» **Aim of the task**
Find the lines of data that contain the string "each", then list them.

» **Records**
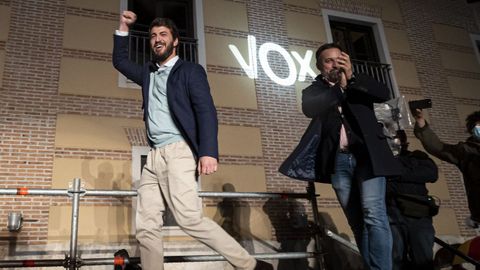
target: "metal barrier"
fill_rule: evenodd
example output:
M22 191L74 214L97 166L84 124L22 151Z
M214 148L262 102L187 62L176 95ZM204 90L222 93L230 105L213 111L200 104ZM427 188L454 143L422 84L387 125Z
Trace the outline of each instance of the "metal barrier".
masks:
M12 267L49 267L49 266L63 266L71 270L78 269L86 265L117 265L119 262L114 258L89 258L81 259L77 256L77 236L78 236L78 219L79 219L79 205L80 196L115 196L115 197L130 197L136 196L137 192L134 190L86 190L81 188L81 180L75 178L70 189L0 189L0 195L48 195L48 196L71 196L72 197L72 216L71 216L71 235L70 235L70 251L65 255L65 259L42 259L42 260L5 260L0 261L0 268ZM308 183L307 193L268 193L268 192L207 192L200 191L200 197L221 197L221 198L300 198L307 199L312 204L312 213L314 224L318 232L313 234L315 241L315 252L279 252L279 253L261 253L254 254L257 259L304 259L316 258L319 268L325 269L323 260L321 235L326 235L341 244L358 252L356 246L347 240L329 230L320 230L319 213L317 206L317 195L315 194L315 185L312 182ZM224 261L225 258L220 255L197 255L197 256L165 256L165 262L206 262L206 261ZM122 261L121 264L139 263L140 258L132 257L128 261Z
M478 262L477 260L475 260L474 258L462 253L460 250L450 246L448 243L444 242L442 239L438 238L438 237L435 237L435 243L439 244L440 246L444 247L445 249L447 249L448 251L450 251L451 253L457 255L458 257L464 259L466 262L469 262L471 264L473 264L476 268L475 269L479 269L480 268L480 262Z

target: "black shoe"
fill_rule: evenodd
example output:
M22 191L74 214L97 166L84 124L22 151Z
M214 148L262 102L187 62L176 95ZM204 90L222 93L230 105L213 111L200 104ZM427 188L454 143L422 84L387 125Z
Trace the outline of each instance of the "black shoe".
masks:
M273 270L273 265L261 260L257 260L255 270Z

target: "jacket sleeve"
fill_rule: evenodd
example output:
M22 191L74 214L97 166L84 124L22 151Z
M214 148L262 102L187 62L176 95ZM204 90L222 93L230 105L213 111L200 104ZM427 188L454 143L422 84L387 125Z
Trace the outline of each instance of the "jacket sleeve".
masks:
M345 90L347 94L361 95L369 102L381 103L390 99L387 86L366 74L358 74L355 81L350 83Z
M338 85L327 87L314 82L302 92L302 111L309 118L322 117L344 99Z
M198 157L209 156L218 160L217 111L210 94L207 74L202 66L193 66L189 75L188 88L196 117Z
M128 59L128 36L113 35L112 63L125 77L142 86L143 68Z
M463 147L461 144L446 144L440 141L437 134L430 129L428 123L424 127L419 127L415 123L413 133L420 140L427 152L443 161L459 165L460 160L464 156Z
M438 180L438 167L426 153L417 150L398 159L402 164L402 177L397 182L424 184Z

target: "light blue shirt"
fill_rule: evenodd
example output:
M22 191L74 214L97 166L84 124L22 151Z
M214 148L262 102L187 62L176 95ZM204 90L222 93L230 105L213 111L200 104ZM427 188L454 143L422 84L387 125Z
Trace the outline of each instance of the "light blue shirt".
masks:
M178 59L178 56L175 56L157 71L150 73L147 136L155 148L184 140L173 122L167 101L168 75Z

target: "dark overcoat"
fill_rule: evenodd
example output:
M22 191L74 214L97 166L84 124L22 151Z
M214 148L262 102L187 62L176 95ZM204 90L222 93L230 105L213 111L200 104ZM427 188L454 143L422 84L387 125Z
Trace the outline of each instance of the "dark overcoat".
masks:
M344 91L319 75L302 93L303 113L312 121L279 171L299 180L330 182L343 123L357 160L356 178L399 175L399 164L373 109L374 103L388 99L387 87L367 75L357 74Z

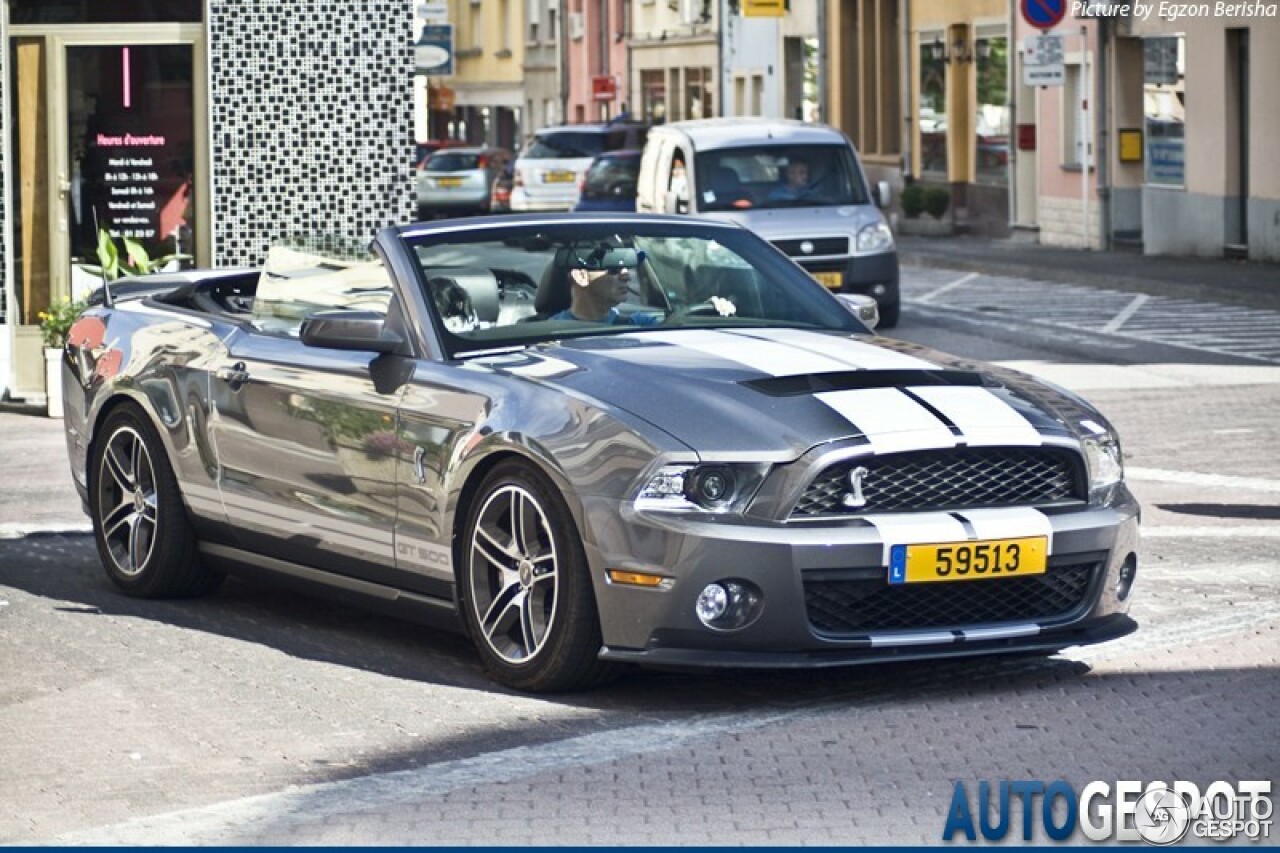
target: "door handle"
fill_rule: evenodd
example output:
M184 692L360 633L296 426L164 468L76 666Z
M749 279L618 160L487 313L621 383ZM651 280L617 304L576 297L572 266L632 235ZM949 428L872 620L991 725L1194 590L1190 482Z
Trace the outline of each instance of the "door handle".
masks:
M244 369L243 361L237 361L230 367L219 367L214 375L230 385L233 391L249 381L249 372Z

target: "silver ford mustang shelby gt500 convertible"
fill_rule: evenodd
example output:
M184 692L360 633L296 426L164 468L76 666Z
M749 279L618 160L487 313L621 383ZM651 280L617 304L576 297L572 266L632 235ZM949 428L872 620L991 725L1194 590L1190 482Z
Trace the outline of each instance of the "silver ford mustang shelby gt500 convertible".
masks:
M454 624L524 690L1135 627L1106 419L873 336L735 225L409 225L107 301L67 344L67 444L130 595L267 573Z

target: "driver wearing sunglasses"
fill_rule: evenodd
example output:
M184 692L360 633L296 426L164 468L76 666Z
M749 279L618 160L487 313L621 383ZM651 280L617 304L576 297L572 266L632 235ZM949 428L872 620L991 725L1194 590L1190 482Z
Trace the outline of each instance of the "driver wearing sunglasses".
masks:
M656 326L659 314L623 315L617 306L627 300L631 278L642 255L635 249L601 244L574 252L569 259L569 307L551 320L579 320L610 326Z

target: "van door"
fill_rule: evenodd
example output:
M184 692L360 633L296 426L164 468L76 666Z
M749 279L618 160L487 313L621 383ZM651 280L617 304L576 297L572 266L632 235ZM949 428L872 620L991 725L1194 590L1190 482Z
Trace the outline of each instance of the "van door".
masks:
M661 137L650 136L640 155L640 178L636 188L636 210L640 213L657 213L662 207L662 191L660 187L667 185L665 175L659 174L658 163L662 158L663 148L670 148L671 143ZM671 157L667 157L670 162Z

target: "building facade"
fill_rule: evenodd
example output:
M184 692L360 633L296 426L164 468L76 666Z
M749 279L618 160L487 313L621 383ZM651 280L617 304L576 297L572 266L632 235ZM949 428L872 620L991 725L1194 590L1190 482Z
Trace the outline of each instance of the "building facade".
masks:
M723 115L817 121L818 0L793 0L780 17L721 2Z
M1141 154L1117 176L1110 226L1148 254L1280 261L1280 17L1107 25L1112 131L1138 131Z
M655 124L721 115L716 0L630 3L632 115Z
M564 121L560 0L529 0L524 40L524 139Z
M566 0L565 120L607 121L627 109L623 0Z
M0 0L0 390L43 396L39 314L96 283L99 229L228 266L406 221L411 19L402 0Z
M527 0L449 0L449 138L508 149L523 138L526 5Z

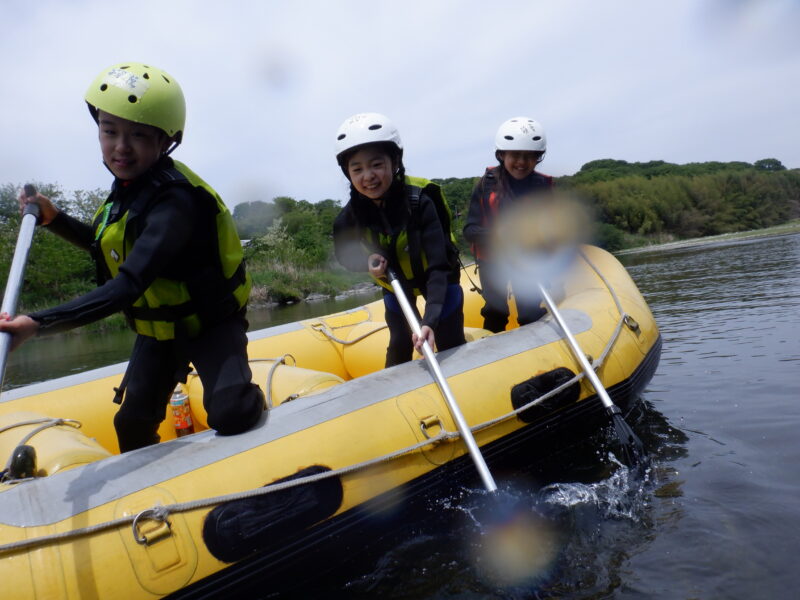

» **Output of the exercise**
Trace the outline of each instance of the "metal barrier".
Trace the outline of each instance of the "black shoe".
Trace the outline of each instance of the "jacket sleeve".
Trace the outline of each instance of the "light blue shirt".
Trace the outline of each instance of the "dark overcoat".
Trace the outline of each instance of the "door handle".
Trace the outline of each instance of the "silver ford mustang shelby gt500 convertible".
Trace the outline of each instance of the "driver wearing sunglasses".
Trace the outline of each instance of the "van door".
Trace the outline of each instance of the "building facade".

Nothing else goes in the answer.